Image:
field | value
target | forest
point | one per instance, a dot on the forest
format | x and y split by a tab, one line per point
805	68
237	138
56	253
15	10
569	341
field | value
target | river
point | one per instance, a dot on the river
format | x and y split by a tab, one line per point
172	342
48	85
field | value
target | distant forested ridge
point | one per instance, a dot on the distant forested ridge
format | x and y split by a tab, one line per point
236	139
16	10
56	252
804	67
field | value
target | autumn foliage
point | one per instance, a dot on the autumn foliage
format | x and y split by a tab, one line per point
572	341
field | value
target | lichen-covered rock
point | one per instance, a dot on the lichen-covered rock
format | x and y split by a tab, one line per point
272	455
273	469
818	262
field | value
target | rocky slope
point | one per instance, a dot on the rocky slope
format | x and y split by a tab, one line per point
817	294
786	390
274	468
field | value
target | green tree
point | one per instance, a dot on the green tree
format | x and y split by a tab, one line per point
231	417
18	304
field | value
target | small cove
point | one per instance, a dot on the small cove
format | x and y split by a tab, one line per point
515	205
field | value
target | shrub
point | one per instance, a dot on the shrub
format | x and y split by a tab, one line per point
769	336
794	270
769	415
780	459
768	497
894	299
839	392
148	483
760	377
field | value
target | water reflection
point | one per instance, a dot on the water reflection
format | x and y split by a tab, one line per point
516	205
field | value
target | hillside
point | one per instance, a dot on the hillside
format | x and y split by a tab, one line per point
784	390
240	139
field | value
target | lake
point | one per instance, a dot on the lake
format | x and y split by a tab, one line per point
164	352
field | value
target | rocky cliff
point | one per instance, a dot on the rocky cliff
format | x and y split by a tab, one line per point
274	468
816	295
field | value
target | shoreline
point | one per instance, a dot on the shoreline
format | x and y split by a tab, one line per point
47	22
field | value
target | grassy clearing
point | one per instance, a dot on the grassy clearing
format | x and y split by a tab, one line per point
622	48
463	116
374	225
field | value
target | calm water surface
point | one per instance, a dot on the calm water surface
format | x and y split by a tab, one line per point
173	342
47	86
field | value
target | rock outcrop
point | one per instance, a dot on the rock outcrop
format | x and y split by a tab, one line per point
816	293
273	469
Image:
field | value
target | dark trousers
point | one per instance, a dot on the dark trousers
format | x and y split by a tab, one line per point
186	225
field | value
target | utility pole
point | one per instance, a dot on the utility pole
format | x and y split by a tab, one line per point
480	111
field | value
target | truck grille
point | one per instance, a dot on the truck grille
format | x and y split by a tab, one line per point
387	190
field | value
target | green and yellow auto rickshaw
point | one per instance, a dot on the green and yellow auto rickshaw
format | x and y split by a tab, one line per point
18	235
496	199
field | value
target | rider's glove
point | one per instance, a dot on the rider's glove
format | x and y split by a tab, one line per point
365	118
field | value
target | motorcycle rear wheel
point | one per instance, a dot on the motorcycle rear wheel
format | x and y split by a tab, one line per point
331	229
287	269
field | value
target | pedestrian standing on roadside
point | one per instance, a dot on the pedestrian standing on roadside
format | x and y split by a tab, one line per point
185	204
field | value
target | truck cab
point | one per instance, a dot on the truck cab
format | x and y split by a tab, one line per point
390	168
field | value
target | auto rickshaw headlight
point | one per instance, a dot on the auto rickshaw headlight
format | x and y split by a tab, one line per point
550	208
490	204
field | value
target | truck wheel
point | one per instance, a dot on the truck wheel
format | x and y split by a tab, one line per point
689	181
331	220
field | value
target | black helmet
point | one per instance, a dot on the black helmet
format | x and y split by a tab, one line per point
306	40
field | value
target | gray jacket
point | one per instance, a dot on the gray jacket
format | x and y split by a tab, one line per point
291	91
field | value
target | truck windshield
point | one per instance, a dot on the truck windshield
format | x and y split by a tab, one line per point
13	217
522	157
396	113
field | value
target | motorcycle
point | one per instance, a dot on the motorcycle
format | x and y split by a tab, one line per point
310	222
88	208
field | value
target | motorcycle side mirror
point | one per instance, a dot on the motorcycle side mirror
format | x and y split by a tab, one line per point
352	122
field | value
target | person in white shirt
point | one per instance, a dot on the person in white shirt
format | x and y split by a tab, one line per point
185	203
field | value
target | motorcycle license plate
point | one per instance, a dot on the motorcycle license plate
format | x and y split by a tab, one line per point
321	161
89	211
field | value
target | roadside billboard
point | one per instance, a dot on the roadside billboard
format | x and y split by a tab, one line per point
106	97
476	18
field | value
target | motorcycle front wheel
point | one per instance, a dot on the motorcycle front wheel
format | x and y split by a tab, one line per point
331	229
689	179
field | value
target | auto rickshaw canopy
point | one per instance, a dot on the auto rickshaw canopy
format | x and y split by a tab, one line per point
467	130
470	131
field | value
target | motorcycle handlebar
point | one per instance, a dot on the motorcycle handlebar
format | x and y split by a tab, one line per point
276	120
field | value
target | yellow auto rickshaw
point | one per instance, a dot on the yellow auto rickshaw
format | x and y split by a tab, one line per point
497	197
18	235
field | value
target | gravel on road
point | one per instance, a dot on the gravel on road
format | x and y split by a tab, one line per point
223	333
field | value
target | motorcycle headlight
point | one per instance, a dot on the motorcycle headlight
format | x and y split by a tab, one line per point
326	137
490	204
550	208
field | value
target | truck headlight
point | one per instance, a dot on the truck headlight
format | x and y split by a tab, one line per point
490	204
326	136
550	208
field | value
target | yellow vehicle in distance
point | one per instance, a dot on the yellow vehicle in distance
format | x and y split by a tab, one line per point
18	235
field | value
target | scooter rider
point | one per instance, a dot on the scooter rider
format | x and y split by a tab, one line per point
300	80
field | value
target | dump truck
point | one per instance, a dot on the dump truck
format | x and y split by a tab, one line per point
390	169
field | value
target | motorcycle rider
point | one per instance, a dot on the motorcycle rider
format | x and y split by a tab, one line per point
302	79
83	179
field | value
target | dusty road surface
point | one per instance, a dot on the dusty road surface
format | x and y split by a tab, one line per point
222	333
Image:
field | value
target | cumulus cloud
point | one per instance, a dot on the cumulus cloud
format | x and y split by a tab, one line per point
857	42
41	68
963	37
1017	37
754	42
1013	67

---

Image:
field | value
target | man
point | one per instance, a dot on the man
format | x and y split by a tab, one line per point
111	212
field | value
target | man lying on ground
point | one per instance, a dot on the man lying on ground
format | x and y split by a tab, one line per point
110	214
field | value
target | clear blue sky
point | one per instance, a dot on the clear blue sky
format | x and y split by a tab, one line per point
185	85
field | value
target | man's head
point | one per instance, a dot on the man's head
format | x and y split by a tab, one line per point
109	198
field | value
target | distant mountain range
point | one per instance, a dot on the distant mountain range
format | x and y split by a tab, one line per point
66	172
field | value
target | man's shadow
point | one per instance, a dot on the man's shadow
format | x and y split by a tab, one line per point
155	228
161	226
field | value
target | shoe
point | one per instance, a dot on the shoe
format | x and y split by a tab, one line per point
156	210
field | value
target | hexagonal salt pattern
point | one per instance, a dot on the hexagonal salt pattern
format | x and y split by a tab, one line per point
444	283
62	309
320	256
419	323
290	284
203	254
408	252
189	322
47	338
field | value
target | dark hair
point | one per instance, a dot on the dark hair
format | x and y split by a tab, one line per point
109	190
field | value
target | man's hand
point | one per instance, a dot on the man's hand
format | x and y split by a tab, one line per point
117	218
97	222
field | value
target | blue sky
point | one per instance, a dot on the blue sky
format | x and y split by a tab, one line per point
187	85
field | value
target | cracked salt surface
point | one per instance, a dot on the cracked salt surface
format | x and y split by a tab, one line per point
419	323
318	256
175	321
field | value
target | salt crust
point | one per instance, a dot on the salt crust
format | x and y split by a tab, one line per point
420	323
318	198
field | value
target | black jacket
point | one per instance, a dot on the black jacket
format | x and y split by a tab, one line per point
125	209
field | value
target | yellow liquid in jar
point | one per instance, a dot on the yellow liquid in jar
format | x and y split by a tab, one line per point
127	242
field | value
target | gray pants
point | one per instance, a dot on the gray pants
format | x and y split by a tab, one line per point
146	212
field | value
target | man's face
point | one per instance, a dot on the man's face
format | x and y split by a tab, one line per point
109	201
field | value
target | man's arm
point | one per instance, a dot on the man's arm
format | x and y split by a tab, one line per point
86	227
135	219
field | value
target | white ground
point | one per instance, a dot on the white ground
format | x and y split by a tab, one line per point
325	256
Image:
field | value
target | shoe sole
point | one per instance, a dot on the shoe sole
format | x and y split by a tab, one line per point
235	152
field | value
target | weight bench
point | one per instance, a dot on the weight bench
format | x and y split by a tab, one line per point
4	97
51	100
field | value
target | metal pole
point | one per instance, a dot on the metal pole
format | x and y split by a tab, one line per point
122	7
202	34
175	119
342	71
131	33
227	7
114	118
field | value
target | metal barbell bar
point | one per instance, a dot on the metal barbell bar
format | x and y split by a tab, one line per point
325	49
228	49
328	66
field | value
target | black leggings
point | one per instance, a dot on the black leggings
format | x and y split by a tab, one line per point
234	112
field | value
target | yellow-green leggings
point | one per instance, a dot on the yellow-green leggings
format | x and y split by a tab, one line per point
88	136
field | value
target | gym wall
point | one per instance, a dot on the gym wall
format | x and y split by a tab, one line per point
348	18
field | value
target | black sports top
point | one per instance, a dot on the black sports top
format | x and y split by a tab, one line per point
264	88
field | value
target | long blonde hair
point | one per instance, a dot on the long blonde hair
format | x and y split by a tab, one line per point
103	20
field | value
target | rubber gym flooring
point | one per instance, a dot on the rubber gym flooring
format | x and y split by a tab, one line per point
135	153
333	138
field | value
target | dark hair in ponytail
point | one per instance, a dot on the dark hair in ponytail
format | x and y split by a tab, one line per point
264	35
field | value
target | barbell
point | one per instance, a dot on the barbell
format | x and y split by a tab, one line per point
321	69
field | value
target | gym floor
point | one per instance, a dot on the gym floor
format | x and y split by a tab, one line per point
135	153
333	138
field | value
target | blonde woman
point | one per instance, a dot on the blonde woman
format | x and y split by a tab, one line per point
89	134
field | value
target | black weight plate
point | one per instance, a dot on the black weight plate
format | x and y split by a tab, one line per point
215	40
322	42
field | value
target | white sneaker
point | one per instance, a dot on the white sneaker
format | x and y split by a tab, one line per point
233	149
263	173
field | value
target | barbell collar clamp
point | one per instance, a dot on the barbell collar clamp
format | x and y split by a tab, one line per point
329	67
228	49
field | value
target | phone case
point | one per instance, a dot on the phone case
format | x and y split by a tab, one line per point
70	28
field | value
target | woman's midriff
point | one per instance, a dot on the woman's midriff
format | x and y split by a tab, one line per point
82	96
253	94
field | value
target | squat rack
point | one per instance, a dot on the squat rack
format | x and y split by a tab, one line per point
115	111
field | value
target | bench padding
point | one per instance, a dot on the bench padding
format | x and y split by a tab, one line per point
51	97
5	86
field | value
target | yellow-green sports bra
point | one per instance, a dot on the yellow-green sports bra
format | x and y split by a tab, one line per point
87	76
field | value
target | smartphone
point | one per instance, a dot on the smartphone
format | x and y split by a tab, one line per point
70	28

==

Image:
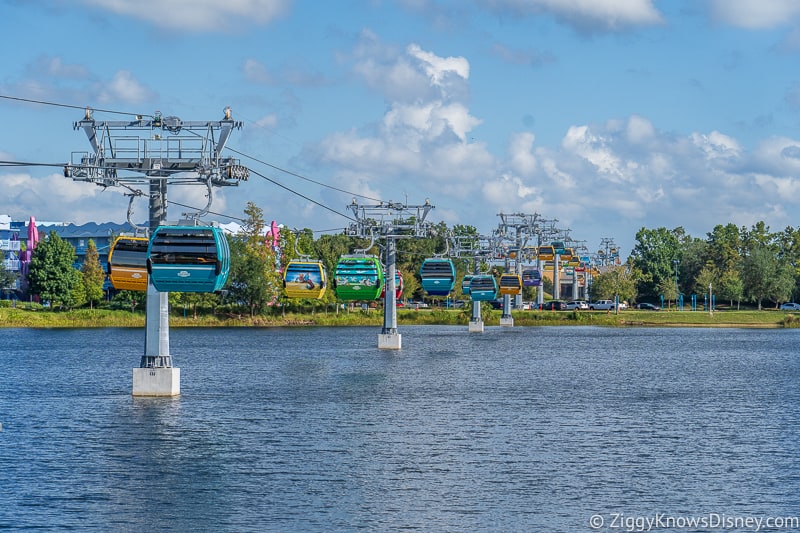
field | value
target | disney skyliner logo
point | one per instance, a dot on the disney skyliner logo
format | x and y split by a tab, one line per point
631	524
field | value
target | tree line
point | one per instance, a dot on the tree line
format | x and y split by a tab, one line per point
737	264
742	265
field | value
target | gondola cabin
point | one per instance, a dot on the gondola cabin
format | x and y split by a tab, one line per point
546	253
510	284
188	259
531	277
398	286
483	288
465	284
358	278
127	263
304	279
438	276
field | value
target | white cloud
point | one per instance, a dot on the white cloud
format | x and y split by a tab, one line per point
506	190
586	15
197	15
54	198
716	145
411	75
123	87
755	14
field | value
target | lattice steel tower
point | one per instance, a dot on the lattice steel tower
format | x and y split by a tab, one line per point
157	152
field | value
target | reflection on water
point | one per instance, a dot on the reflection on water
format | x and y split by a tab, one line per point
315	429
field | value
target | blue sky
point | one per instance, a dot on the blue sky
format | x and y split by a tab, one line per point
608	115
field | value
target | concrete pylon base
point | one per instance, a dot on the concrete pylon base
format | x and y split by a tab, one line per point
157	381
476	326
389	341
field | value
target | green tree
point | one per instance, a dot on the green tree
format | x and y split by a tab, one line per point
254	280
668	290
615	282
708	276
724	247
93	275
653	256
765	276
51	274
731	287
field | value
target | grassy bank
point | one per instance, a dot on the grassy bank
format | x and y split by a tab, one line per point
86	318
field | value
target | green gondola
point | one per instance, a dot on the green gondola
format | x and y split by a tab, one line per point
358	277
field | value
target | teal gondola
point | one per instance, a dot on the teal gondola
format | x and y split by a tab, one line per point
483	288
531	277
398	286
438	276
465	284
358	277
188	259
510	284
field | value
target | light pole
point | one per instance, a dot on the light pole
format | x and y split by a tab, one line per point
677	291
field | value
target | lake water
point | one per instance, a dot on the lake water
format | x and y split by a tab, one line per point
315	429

◆ What this task involves: Which lines in the rows above contain the word "hair"? Pull out each of them and copy it in full.

◆ Solution below:
target | dark hair
point | one per instance, a dot on the dark hair
target | long blonde hair
point | one per instance, a dot on the long blonde hair
target | dark hair in ponytail
point | one per instance, a dot on the dark hair in ponytail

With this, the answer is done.